Segment Start: EXERCISE DATA
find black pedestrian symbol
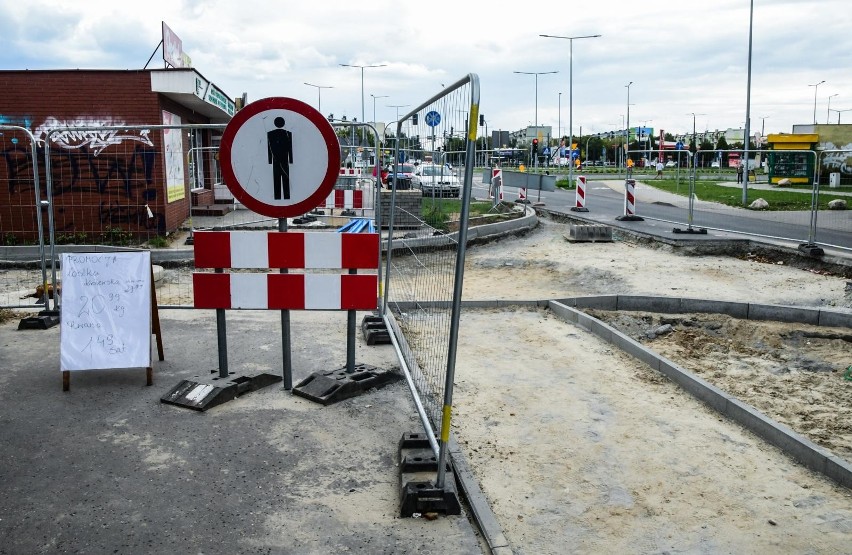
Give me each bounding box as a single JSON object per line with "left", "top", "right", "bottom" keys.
{"left": 267, "top": 116, "right": 294, "bottom": 200}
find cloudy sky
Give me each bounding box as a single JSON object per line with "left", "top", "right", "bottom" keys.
{"left": 2, "top": 0, "right": 850, "bottom": 139}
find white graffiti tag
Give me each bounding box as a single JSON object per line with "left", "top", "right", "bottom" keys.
{"left": 34, "top": 117, "right": 153, "bottom": 156}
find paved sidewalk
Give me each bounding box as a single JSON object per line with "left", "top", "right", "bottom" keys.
{"left": 0, "top": 310, "right": 483, "bottom": 554}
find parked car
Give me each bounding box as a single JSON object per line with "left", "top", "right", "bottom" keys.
{"left": 710, "top": 160, "right": 721, "bottom": 168}
{"left": 412, "top": 164, "right": 461, "bottom": 198}
{"left": 386, "top": 163, "right": 416, "bottom": 189}
{"left": 665, "top": 160, "right": 678, "bottom": 168}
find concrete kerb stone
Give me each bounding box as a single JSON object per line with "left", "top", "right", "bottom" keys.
{"left": 818, "top": 310, "right": 852, "bottom": 328}
{"left": 679, "top": 298, "right": 749, "bottom": 318}
{"left": 616, "top": 295, "right": 681, "bottom": 313}
{"left": 541, "top": 294, "right": 852, "bottom": 490}
{"left": 748, "top": 303, "right": 821, "bottom": 325}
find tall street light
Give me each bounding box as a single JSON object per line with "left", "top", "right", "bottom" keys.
{"left": 827, "top": 94, "right": 839, "bottom": 124}
{"left": 687, "top": 112, "right": 706, "bottom": 167}
{"left": 304, "top": 82, "right": 333, "bottom": 113}
{"left": 513, "top": 70, "right": 558, "bottom": 171}
{"left": 387, "top": 104, "right": 410, "bottom": 159}
{"left": 759, "top": 115, "right": 770, "bottom": 137}
{"left": 558, "top": 92, "right": 562, "bottom": 142}
{"left": 540, "top": 33, "right": 601, "bottom": 187}
{"left": 370, "top": 94, "right": 388, "bottom": 125}
{"left": 340, "top": 63, "right": 387, "bottom": 124}
{"left": 742, "top": 0, "right": 754, "bottom": 205}
{"left": 830, "top": 108, "right": 852, "bottom": 124}
{"left": 808, "top": 80, "right": 825, "bottom": 125}
{"left": 625, "top": 81, "right": 633, "bottom": 176}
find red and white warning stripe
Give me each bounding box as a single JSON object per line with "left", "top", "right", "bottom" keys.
{"left": 192, "top": 231, "right": 379, "bottom": 310}
{"left": 518, "top": 187, "right": 527, "bottom": 202}
{"left": 575, "top": 175, "right": 587, "bottom": 209}
{"left": 193, "top": 231, "right": 378, "bottom": 269}
{"left": 624, "top": 178, "right": 637, "bottom": 216}
{"left": 490, "top": 168, "right": 503, "bottom": 200}
{"left": 339, "top": 167, "right": 362, "bottom": 176}
{"left": 193, "top": 273, "right": 377, "bottom": 310}
{"left": 325, "top": 189, "right": 363, "bottom": 210}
Segment End: EXERCISE DATA
- _GOAL OF THE EXERCISE_: Leaving out every picture, repeat exactly the lines of the records from the start through the line that has "find parked car".

- _RESULT BELOW_:
find black pedestrian symbol
Give me each bounding box as a single JSON object per line with "left", "top", "right", "bottom" keys.
{"left": 267, "top": 116, "right": 294, "bottom": 200}
find cloudy sky
Give me each bounding box as a single JSON object per line with "left", "top", "right", "bottom" keys.
{"left": 2, "top": 0, "right": 850, "bottom": 139}
find white graffiti tag
Give me each bounding box as a single JSON object per line with "left", "top", "right", "bottom" keys.
{"left": 34, "top": 117, "right": 153, "bottom": 156}
find paved sidewalk
Give me each bounding box as a single JSON object per line with "left", "top", "right", "bottom" keys.
{"left": 0, "top": 310, "right": 483, "bottom": 554}
find parked car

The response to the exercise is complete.